| Extracted data entries |
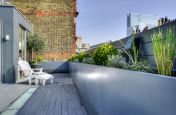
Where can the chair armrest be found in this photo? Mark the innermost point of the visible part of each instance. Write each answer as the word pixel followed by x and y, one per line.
pixel 37 70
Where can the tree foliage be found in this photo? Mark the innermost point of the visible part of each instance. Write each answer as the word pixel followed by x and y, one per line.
pixel 35 43
pixel 100 55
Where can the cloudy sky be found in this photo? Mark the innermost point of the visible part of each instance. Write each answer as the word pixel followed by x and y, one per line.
pixel 104 20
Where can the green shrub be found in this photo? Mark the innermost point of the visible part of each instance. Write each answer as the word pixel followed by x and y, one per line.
pixel 88 60
pixel 39 58
pixel 100 55
pixel 117 61
pixel 78 57
pixel 142 66
pixel 164 51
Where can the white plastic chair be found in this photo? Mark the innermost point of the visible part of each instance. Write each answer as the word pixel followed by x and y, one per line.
pixel 36 73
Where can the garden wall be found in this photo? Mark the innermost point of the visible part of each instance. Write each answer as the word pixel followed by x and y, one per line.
pixel 55 66
pixel 110 91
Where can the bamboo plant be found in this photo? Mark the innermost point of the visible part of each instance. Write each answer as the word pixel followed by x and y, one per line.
pixel 164 51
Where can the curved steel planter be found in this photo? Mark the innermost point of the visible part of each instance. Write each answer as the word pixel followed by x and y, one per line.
pixel 110 91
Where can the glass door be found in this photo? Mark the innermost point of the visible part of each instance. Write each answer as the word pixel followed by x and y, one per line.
pixel 22 49
pixel 1 38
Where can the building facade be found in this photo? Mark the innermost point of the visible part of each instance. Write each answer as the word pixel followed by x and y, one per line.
pixel 55 21
pixel 13 30
pixel 138 22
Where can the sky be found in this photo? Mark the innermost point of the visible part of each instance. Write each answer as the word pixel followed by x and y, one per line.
pixel 104 20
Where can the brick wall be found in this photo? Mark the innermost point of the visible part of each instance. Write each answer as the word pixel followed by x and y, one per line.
pixel 54 21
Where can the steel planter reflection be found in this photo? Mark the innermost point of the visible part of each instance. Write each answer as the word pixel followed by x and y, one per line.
pixel 110 91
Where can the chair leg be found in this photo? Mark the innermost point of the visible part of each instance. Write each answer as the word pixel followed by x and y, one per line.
pixel 44 81
pixel 36 81
pixel 30 82
pixel 51 81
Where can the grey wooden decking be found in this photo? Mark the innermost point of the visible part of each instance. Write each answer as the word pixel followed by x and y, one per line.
pixel 9 93
pixel 60 98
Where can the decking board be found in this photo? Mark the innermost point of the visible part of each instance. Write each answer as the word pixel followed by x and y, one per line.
pixel 60 98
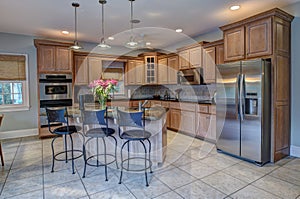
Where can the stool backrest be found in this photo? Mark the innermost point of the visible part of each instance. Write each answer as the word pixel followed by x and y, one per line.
pixel 131 119
pixel 94 117
pixel 57 115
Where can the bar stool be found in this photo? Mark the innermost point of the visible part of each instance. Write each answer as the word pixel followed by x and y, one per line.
pixel 58 116
pixel 135 123
pixel 92 118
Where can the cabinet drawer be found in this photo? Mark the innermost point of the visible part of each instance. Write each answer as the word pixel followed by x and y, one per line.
pixel 203 108
pixel 187 106
pixel 212 109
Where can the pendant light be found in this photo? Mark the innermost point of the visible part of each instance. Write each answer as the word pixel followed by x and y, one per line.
pixel 76 46
pixel 132 43
pixel 102 44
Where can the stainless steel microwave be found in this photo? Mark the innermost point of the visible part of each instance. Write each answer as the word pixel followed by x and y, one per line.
pixel 190 76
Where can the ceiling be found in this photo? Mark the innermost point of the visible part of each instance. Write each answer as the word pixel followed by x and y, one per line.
pixel 159 18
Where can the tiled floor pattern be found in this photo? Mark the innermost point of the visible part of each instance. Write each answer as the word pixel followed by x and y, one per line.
pixel 192 169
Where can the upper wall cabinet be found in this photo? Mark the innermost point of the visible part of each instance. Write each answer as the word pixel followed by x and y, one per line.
pixel 248 40
pixel 213 54
pixel 190 56
pixel 87 69
pixel 135 72
pixel 53 57
pixel 167 69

| Task objective |
Copy out the listing above, swapping every "innermost point" for "center point" and keeping everything else the same. Omit the pictures from your answer.

| Exercise solution |
Where can the chair armrest be found in this photo? Mark the center point of the visible part of each instance. Write each answer as the word pixel followed by x and y, one per line.
pixel 37 70
Where can the tree foliage be found in this photo? Mark the center point of the visible part of each instance. Write each answer as the word pixel followed by x and y, one per line.
pixel 35 43
pixel 100 55
Where can the cloudy sky be found in this photo? Mark the center point of the visible part of each instance. Write each answer as the word pixel followed by x and y, one per line.
pixel 104 20
Where can the green shrub be found in this photo? Mark the center point of the visible part of each instance. Write each answer as the word pixel followed by x and y, one per line.
pixel 88 60
pixel 39 58
pixel 100 55
pixel 117 61
pixel 78 57
pixel 142 66
pixel 164 51
Where can the white plastic chair be found in this photo? Mark the center point of the visible part of each instance. Write each answer as the word pixel followed by x and y, one per line.
pixel 36 73
Where can the garden wall be found in this photo? Mark the center point of the visible part of each instance. Write each answer as the word pixel followed by x and y, one per line.
pixel 55 66
pixel 110 91
Where can the bamboo plant be found in this photo? Mark the center point of the visible part of each instance. Write each answer as the word pixel followed by x and y, one per line.
pixel 164 51
Where can the curved steel planter be found in this photo? Mark the center point of the visible part of each instance. Write each answer as the word pixel followed by x and y, one per line.
pixel 110 91
Where can the glass door be found in this photo? Mark the center point of the visible part of each instance. Write each answer as the word pixel followed by x and y, one per line.
pixel 22 49
pixel 1 38
Where can the building facade be found in this photo? Mark the center point of the visible part of each instance. Write each answer as the word pixel followed by x and y, one per line.
pixel 55 21
pixel 13 30
pixel 138 22
Where can the sky be found in this photo? Mark the center point of the visible part of each instance. Write each answer as the word pixel followed by x and y, one per line.
pixel 104 20
Where can the brick wall be found in this photo? Mark the center point of the visible part of each instance. Write each answer as the word pixel followed by x and y, one per line.
pixel 54 21
Where can the steel planter reflection be found in this photo? Mark the center point of the visible part of each instance. Write each answer as the word pixel followed by x and y, one per line.
pixel 110 91
Where can the chair leg be found in this photo? Mark the center point of the visible part of each instance. Write each answer as the word pixel followed by x and y, one per line.
pixel 44 81
pixel 36 81
pixel 30 82
pixel 51 81
Where can the grey wooden decking be found in this photo? Mark the center point of the visible part of each instance. Write each answer as the word pixel followed by x and y, one per line.
pixel 9 93
pixel 60 98
Where can the decking board be found in this photo? Mark the center point of the visible part of each instance. Write each answer as the word pixel followed by x and y, one per line.
pixel 60 98
Where can the stool backrest be found in this photo? Mark the center point of the visible part of each instance. Write each answer as the word pixel followed by x and y, one per line.
pixel 131 119
pixel 94 117
pixel 57 115
Where can the bar stool be found in this photo? Mark the center point of the visible part of each instance. Write each answer as the word pixel followed by x and y, one per line.
pixel 58 116
pixel 135 123
pixel 92 118
Where can the cabinet drawer be found in this photo? Mark the center point of the visible part of each instance. Write each answer as the word pixel followed by x and y, one per line.
pixel 203 108
pixel 187 106
pixel 212 109
Where can the pendant light be found in this photo? Mark the center point of the visible part of each instance. Write each answer as the word pixel followed by x and y, one per line.
pixel 76 46
pixel 132 43
pixel 102 44
Where can the stainless steel microwave be found in this photo? Mark the center point of the visible part of each instance. Write each answer as the word pixel followed by x and y, one per line.
pixel 190 76
Where can the ceiling be found in this photo? Mark the center point of the visible part of each instance. Write each answer as the word pixel followed by x and y, one per line.
pixel 159 18
Where can the tiled floor pattern be found in this photo? Mark the center point of the visible part of each instance. Write each answer as the word pixel followed by x and y, one per line.
pixel 192 169
Where can the upper wall cabinet be found in this photo? Mark the center point of the visible part of each instance. Write each answer as the word pixel followed by x and y, one per line.
pixel 248 40
pixel 213 54
pixel 190 56
pixel 87 69
pixel 135 72
pixel 53 57
pixel 167 69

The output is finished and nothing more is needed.